--- begin ---
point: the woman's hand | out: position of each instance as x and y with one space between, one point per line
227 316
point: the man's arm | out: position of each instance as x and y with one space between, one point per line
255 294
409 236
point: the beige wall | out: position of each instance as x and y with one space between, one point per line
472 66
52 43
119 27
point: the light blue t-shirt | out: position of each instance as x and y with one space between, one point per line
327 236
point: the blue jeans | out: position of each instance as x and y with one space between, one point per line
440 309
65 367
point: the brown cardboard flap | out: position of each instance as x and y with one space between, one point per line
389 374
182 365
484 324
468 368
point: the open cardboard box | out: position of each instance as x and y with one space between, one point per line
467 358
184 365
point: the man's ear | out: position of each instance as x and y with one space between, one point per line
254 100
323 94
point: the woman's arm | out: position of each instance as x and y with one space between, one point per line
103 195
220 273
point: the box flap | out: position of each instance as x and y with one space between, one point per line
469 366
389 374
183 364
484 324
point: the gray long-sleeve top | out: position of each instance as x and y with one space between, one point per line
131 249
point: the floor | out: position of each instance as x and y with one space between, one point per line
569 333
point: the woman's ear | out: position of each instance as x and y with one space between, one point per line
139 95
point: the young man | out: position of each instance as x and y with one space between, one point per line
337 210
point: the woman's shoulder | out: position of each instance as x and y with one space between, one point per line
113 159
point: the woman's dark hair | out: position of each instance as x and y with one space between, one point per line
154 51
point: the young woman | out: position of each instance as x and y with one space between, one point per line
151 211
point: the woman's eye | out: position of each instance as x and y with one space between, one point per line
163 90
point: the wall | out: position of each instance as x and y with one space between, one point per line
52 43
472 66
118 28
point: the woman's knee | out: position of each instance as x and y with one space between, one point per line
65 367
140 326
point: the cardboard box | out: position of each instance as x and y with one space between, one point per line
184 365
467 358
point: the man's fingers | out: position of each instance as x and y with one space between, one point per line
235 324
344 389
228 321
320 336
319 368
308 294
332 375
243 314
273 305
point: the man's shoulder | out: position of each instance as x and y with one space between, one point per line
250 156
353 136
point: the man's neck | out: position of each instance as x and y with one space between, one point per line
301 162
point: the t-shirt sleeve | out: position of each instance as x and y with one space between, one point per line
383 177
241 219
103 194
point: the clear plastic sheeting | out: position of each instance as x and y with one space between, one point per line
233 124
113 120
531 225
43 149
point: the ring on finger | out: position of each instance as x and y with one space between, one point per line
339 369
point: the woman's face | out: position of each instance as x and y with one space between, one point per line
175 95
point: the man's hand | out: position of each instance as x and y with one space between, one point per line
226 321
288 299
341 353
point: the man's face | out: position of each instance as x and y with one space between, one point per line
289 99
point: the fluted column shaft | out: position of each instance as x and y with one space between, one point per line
--- end ---
▸ What is asked: Your task is to transcribe the listing above in full, exactly as given.

▸ Final result:
point: the woman's hand | out: position of each instance as x and y with one space between, one point per line
227 316
point: the man's arm | out: position of each instance as x and y with one space between, one point per line
255 294
409 236
point: the beige wall | out: position of each instance as x and y with one space between, one point per line
472 66
52 43
119 27
point: the light blue t-shirt | out: position of each instance as x and y with one space between, one point per line
327 236
point: the blue jeans | out: position of each instance as x and y with one space between, one point per line
440 309
65 367
point: the brown cardboard flap | out: position of each instance as x and y with one space between, one point per line
389 374
182 365
484 324
468 368
point: the open cardboard box | out: position of each instance as x and y with one space between, one point per line
467 358
184 365
point: the man's ear | out: position of each instance as x and y with one space between, one point per line
254 100
323 94
point: the woman's arm | out: position of each instance as x and y with one space between, one point per line
103 195
220 273
point: the box flap | out: position of each instance as x and y with one space between, one point per line
469 366
389 374
183 364
484 324
point: the gray long-sleeve top | out: position of each instance as x and y with one space between, one point per line
131 249
point: the floor | out: position of each instance as x and y with one space between, one point per line
569 333
point: the woman's ear | out: position of each instance as x and y with one space between, one point per line
139 95
point: the young man | out: position of each instance as x and y with one space between, one point per line
337 210
point: the woman's shoulder | out: position of each instance as x and y with one space between, one point per line
113 159
point: the woman's dark hair | out: position of each instance as x and y with one space between, one point per line
154 51
point: the young woman | out: position of each instance as x and y with one space between, one point per line
151 211
point: the woman's eye | out: position of each instance as x and y with one space between, one point per line
163 90
point: the wall | out: position of each instance as x and y with one space between, one point per line
52 43
472 66
118 28
point: the woman's knee | out: position of each instance as x and y with one space between, one point per line
65 367
140 326
point: the cardboard box | out: position of each instance as x and y with one space between, one point per line
184 365
467 358
point: the man's fingers | out: position of each instance as x and y with one space between, one point per line
235 324
344 389
228 321
320 336
319 368
308 294
332 375
243 314
273 305
point: the man's shoulder | out: position of each instance as x and y with one space between, one point per line
250 156
353 136
point: the man's neck | out: position of each instance as x and y with one space between, one point per line
301 162
point: the t-shirt sleeve | out: position of each instance as x and y with one space between, one point per line
383 177
241 219
103 194
point: the clear plastic sheeting | out: position of each instance as x and y with one space between, one point per line
233 124
113 120
531 225
43 149
point: the ring on finger | out: position of each instance as x and y with one space between, one point per line
339 369
point: the woman's face | out: position of each instance as x and y with one space between, one point per line
175 95
point: the man's hand | out: position of each instance as x and y with one space between, one point per line
226 321
288 299
341 353
point: the man's face | out: position of each instance as x and y with one space between, one point per line
289 99
point: the fluted column shaft | out: position of each instance as x and y with one space between, one point per line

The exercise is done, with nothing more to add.